[Exercícios propostos]
[A] Reproduza o trecho sobre o cinema argentino entre "A segunda onda" e "do grande público.", inclusive.
[B] Liste todos os títulos de filmes que aparecem entre parênteses no trecho sobre o cinema argentino.
[C] Indique se cada afirmação concorda com o trecho sobre o cinema argentino, citando as palavras que decidem: (i) A primeira onda tem abordagens mais radicais da linguagem cinematográfica do que a segunda. (ii) A geração mais nova circula por festivais em todo o mundo. (iii) No Brasil, o "novíssimo cinema nacional" segue ignorado por parte do grande público.

[Trecho selecionado]
---+---
A segunda onda contempla abordagens mais radicais da linguagem cinematográfica, na comparação com a primeira – o que ajuda a explicar por que seus filmes não são tão difundidos quanto os de Pablo Trapero (O Clã), Juan José Campanella (O Segredo dos seus Olhos) e Daniel Burman (As Leis de Família). Trata-se de algo parecido com o que ocorre no Brasil, onde o chamado "novíssimo cinema nacional", a despeito de sua qualidade, segue ignorado por parte do grande público.
– Em parte, essa mais nova geração é invisível inclusive na Argentina, embora circule por festivais em todo o mundo – comenta Bomfim.
---+---
[Material extraído]
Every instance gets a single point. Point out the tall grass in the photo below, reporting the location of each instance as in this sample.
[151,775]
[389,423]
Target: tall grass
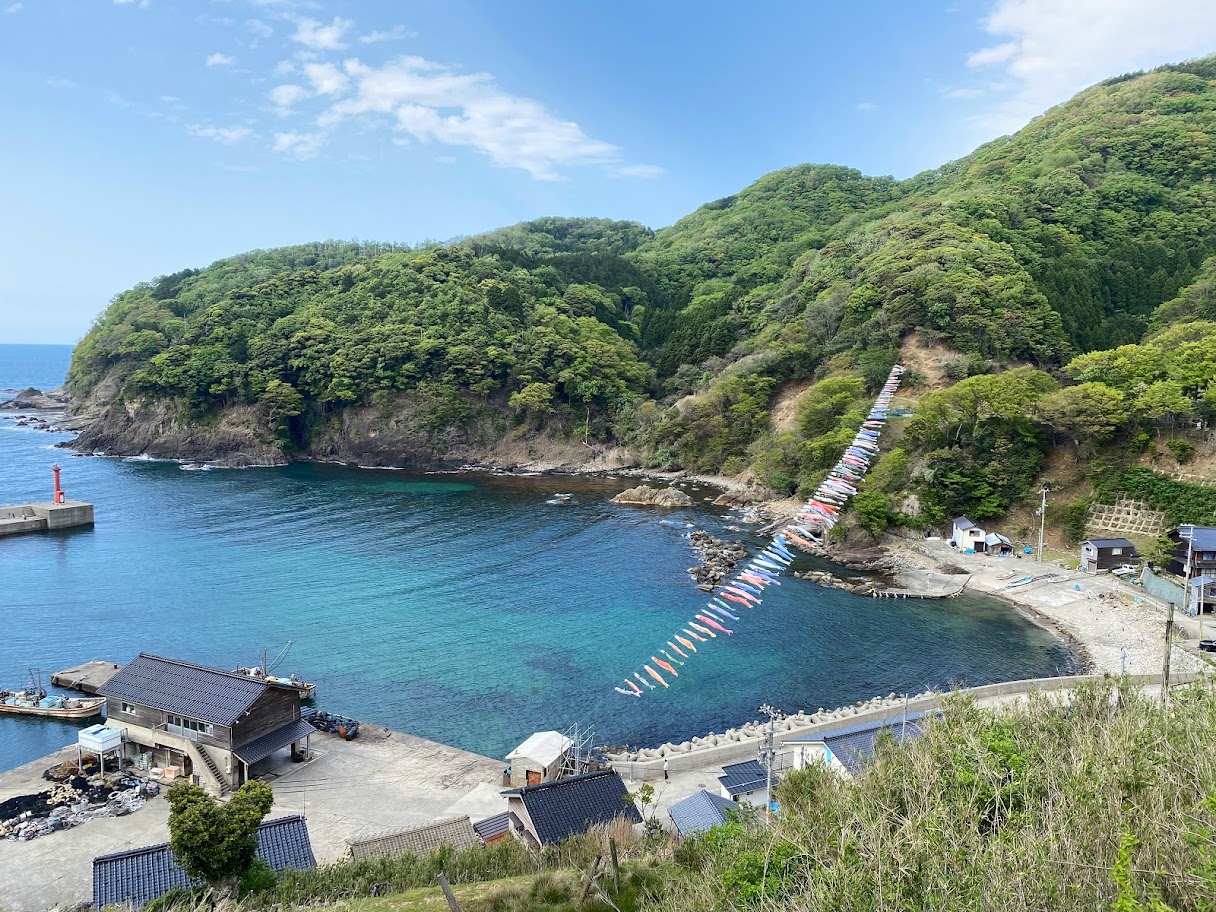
[1107,803]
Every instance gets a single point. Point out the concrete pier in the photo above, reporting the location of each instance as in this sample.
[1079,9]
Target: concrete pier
[45,516]
[88,677]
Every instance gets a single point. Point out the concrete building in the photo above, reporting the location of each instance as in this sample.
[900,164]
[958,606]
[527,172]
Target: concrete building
[746,782]
[209,725]
[967,535]
[539,759]
[1107,553]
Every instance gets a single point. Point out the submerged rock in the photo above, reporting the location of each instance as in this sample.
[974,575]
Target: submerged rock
[648,496]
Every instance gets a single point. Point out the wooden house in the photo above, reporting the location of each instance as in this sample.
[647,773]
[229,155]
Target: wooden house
[967,535]
[203,722]
[1107,553]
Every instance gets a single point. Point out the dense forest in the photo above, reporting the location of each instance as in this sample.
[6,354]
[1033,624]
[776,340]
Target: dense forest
[1067,272]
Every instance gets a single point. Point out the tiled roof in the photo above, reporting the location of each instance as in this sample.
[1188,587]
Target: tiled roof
[1204,538]
[140,876]
[701,811]
[743,777]
[456,832]
[193,691]
[495,826]
[855,747]
[270,742]
[1112,544]
[570,806]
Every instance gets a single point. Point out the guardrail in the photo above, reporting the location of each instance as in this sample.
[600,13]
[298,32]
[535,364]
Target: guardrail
[746,748]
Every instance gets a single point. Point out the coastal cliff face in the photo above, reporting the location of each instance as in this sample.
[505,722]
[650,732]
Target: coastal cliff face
[397,437]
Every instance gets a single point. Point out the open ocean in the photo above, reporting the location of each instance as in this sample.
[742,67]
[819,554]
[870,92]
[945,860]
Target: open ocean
[462,608]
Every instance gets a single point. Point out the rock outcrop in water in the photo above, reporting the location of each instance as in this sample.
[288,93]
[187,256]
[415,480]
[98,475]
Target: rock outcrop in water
[648,496]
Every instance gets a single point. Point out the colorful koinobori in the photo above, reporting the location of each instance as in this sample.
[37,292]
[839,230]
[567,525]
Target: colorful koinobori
[806,530]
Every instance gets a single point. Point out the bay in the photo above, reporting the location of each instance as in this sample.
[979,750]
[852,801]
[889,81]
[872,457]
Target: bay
[465,608]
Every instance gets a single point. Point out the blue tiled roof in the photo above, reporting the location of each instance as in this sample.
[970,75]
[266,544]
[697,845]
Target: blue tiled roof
[140,876]
[701,811]
[270,742]
[743,777]
[193,691]
[854,746]
[567,808]
[495,826]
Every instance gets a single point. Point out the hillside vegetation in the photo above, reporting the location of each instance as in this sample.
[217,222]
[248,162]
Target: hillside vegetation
[1067,268]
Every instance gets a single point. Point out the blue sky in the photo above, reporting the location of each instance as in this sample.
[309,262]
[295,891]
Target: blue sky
[142,136]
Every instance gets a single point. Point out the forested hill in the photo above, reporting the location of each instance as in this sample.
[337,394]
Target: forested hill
[1084,231]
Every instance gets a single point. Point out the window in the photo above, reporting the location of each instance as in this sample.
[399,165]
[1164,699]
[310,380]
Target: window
[190,727]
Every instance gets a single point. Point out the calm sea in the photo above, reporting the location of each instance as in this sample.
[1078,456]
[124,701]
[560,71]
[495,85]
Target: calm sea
[463,608]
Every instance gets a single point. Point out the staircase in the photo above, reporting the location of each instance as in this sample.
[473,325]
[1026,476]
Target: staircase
[201,755]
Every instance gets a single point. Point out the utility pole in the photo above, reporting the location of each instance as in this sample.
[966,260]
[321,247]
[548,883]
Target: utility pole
[767,754]
[1042,518]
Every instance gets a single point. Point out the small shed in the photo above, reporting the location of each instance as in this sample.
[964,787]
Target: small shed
[539,759]
[967,535]
[746,782]
[996,544]
[1107,553]
[701,811]
[846,750]
[553,811]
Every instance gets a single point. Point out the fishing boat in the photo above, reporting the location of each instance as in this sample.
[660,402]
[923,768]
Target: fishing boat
[33,701]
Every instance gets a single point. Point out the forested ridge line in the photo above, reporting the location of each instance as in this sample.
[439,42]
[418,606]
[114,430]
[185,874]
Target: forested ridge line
[1031,263]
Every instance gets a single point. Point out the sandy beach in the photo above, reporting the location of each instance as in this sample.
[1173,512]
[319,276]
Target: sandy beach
[1114,625]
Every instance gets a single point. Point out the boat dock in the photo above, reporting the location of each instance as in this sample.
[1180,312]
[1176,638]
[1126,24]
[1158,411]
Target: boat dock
[88,677]
[46,516]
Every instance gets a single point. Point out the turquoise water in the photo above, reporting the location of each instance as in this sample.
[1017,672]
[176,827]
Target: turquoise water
[462,608]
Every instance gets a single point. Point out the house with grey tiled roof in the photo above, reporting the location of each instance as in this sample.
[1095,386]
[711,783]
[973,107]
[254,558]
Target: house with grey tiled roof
[553,811]
[136,877]
[204,724]
[456,832]
[701,811]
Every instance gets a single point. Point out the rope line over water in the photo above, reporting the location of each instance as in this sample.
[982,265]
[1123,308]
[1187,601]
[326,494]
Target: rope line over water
[746,589]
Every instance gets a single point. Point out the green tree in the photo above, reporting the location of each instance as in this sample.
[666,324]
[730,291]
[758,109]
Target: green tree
[213,840]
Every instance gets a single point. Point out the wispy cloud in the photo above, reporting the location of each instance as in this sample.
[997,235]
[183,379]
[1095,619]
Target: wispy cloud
[429,102]
[320,37]
[228,135]
[298,145]
[1050,50]
[393,34]
[283,97]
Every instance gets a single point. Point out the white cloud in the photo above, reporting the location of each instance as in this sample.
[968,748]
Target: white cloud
[320,37]
[1050,50]
[393,34]
[299,145]
[285,96]
[326,78]
[228,135]
[429,102]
---+---
[Respostas finais]
[A]
A segunda onda contempla abordagens mais radicais da linguagem cinematográfica, na comparação com a primeira – o que ajuda a explicar por que seus filmes não são tão difundidos quanto os de Pablo Trapero (O Clã), Juan José Campanella (O Segredo dos seus Olhos) e Daniel Burman (As Leis de Família). Trata-se de algo parecido com o que ocorre no Brasil, onde o chamado "novíssimo cinema nacional", a despeito de sua qualidade, segue ignorado por parte do grande público.

[B] O Clã; O Segredo dos seus Olhos; As Leis de Família

[C]
(i) Não: "A segunda onda contempla abordagens mais radicais da linguagem cinematográfica, na comparação com a primeira"
(ii) Sim: "embora circule por festivais em todo o mundo"
(iii) Sim: "segue ignorado por parte do grande público"